» DOCUMENT SECTION
------------------------

- Differential expression: intra-group comparison, ANOVA/GLM, non-paramentric tests
- Gene set enrichment analysis (Gene Ontology, KEGG, Reactome, WikiPathways, Disease Ontology, DisGeNET, Network of Cancer Genes)
- KEGG pathways visualization
- Pathway-centric gene expression profiles
- Detailed analysis of pre-defined functional groups of genes
- Excel reports with embedded heatmaps and sparklines; heatmaps, MDS/PCA, etc.
Before running RTrans, ensure you have installed:
- python3 (xlsxwriter, numpy packages are needed)
- R >= 3.6 (all needed packages will be installed at first run)
Next, clone RTrans GitHub repository:
git clone https://github.com/gskrasnov/RTrans.git
move to the RTrans folder:
cd RTrans
Before launching RTrans, you need to prepare gene expression data. Typically, these are files with RNA-Seq read counts per gene derived with:
- HTSeq-counts, featureCounts (Subread package), STAR (during reads maping)
- eXpress, Salmon, kallisto
The read counts files should containg two columns: 1) Ensembl gene IDs, 2) read counts per gene. File naming should correspond to sample naming (e.g.
sample1.txt
,sample2.txt
). By default, counts files should be placed to 'counts_data' folder.
Optionally, RTrans accepts read counts matrix (see the Tutorials)
RTrans parameters should be specified in RTrans.parameters.xlsx
Excel workbook.
Main options can be set in the "Basic parameters", "Sample setup", "Heatmaps annotation" sheets.

------------------------

» DATASET EXCERPTS
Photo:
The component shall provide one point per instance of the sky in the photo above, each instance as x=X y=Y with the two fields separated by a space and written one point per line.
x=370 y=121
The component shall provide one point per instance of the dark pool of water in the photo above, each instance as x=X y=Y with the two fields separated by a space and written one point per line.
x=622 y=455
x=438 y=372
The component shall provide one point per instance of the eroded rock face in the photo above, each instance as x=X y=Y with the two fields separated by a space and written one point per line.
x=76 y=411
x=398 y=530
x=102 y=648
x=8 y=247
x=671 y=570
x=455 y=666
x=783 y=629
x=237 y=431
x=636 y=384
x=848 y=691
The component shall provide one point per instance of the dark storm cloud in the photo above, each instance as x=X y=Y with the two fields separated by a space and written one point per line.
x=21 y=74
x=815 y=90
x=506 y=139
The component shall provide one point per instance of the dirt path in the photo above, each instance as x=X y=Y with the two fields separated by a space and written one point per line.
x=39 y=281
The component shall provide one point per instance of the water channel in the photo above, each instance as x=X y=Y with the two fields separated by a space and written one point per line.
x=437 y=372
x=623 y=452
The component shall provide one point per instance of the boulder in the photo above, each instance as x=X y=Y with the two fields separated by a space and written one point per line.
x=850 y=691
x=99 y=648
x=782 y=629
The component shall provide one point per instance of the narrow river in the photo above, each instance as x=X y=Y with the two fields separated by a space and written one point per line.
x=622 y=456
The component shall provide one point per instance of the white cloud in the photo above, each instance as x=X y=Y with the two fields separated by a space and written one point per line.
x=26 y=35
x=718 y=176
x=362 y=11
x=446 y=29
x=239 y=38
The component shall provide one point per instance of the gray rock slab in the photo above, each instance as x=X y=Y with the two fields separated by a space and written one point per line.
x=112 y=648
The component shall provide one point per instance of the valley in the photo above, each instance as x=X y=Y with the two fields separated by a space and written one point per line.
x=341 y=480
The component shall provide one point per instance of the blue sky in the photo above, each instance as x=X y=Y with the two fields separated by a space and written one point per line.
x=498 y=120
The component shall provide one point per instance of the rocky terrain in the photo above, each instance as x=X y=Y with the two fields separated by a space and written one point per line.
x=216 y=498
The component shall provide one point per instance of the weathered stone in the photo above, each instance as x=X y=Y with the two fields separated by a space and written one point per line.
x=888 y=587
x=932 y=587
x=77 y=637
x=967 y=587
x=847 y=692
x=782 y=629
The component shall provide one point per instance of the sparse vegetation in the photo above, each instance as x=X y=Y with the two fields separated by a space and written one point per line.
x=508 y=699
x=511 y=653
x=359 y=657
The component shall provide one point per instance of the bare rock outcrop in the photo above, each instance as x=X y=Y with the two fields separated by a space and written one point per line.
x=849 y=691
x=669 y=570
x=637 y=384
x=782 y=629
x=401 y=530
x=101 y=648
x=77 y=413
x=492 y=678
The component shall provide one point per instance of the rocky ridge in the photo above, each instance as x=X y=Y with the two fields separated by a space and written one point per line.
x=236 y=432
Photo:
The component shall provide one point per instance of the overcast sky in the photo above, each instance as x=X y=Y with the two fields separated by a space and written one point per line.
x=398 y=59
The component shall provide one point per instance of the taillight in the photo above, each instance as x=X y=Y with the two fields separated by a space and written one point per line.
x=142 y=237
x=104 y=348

------------------------

Continue the RTrans setup guide from where it stops, picking up after its last sentence.

» RESPONSE BELOW
Pay a special attention to the parameters:
- Species
- counts dir (counts_data by default)
- counts suffix (.txt by default)
Here you can specify groups to be compared. One column - one comparison. One row - one sample. "0" means control group (e.g. healthy individuals) "1" means target group (e.g. patients)
Sample names should be present at the 1st column
Alternatively, you can specify here ANOVA covariates and describe ANOVA/GLM model ("Models to test" parameter at "Basic parameters" sheet) like this: Age + Gender + Disease
Paste here any sample info (like disease status, age, gender, etc.) to be included in heatmaps. One row - one sample. Sample names should be present at the 1^st^ column and should be the same as in the "Sample setup" sheet
That's almost all. Now you are ready to laucn RTrans.
After filling up parameters *.xlsx file, you can launch Rtrans. Go to the directory with RTrans.parameters.xlsx
and counts_data
folder and type:
Rscript <path to RTrans.R>
Rtrans will scan parameteres *.xlsx file, counts data, determine CPU count, available RAM and adjust the number of threads for parallel execution.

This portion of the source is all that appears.